ASSIGNMENT A:
According to the text on metals, how much energy does recycling aluminium from old material save compared with producing it from bauxite ore?
ASSIGNMENT B:
Summarize the text on metals in three sentences.

SELECTED EXTRACT:
────

Questions about Metal
Short answers, pulled from the story.
What is the scientific definition of a metal?
A metal is a material that shows a lustrous appearance when polished or fractured and conducts electricity and heat relatively well. These properties come from having electrons available at the Fermi level, unlike nonmetallic materials. A metal can be a chemical element such as iron, an alloy such as stainless steel, or a molecular compound such as polymeric sulfur nitride.
Why are most metals malleable and ductile?
Most metals are malleable and ductile because metallic bonding is non-directional, which keeps the Peierls stress low and lets dislocations move easily. Close-packed atoms give dislocations small Burgers vectors, so little energy is needed to deform the metal. By contrast, ionic compounds like table salt have much larger Burgers vectors and cleave instead of bending.
When did the history of refined metals begin?
The history of refined metals is thought to begin with the use of copper about 11,000 years ago. Gold, silver, iron as meteoric iron, lead, and brass were in use before bronze first appeared in the fifth millennium BCE. Sodium, the first light metal, was discovered in 1809.
What is the difference between base metals and noble metals?
Base metals oxidize or corrode easily, such as iron, nickel, lead, and zinc, and many react with dilute hydrochloric acid to form a chloride and hydrogen. Noble metals like gold, platinum, silver, rhodium, iridium, and palladium resist corrosion and oxidation. Noble metals tend to be precious metals, often because of perceived rarity.
How are heavy metallic elements formed in stars?
Metallic elements up to around iron are made by stellar nucleosynthesis, where light elements from hydrogen to silicon fuse and release energy. Heavier elements form by neutron capture in the slow s-process and the rapid r-process. The r-process can skip the zone of instability at bismuth to build heavier elements such as thorium and uranium.
Why is recycling metals important and how much energy does it save?
Metals are inherently recyclable and can be used repeatedly, which saves energy and reduces environmental impact. Recycling aluminium from old material saves 95 percent of the energy needed to make it from bauxite ore. In 2010 the International Resource Panel warned that low recycling rates for rare metals in mobile phones, hybrid car batteries, and fuel cells could make these critical metals unavailable.
What new types of metal alloys were developed after World War II?
After World War II metallurgists developed superalloys, bulk metallic glasses, shape-memory alloys, quasicrystalline alloys, complex metallic alloys, high-entropy alloys, and MAX phases. The first metallic glass, a gold-silicon alloy, was produced at Caltech in 1960. Dan Shechtman discovered an aluminium-manganese quasicrystal in 1984 and won the Nobel Prize in Chemistry in 2011.

────

EXTRACTED DATA:
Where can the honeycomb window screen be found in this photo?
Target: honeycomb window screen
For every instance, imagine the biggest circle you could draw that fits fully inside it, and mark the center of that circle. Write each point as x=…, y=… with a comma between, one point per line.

────

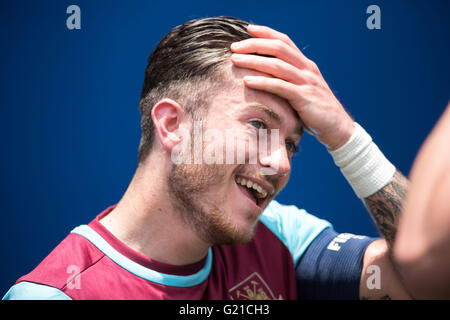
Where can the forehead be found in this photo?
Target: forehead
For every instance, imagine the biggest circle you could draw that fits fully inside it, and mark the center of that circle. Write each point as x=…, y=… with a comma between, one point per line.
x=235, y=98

────

TASK RESPONSE A:
It saves 95 percent of the energy.

TASK RESPONSE B:
A metal is a lustrous material that conducts electricity and heat relatively well because it has electrons available at the Fermi level, and most metals are malleable and ductile because non-directional metallic bonding lets dislocations move easily. Refined metals date back to copper use about 11,000 years ago; base metals oxidize or corrode easily while noble metals resist it, and metallic elements form in stars through nucleosynthesis and neutron capture. Metals can be recycled repeatedly to save energy, and after World War II metallurgists developed new alloys such as superalloys, metallic glasses, and quasicrystals.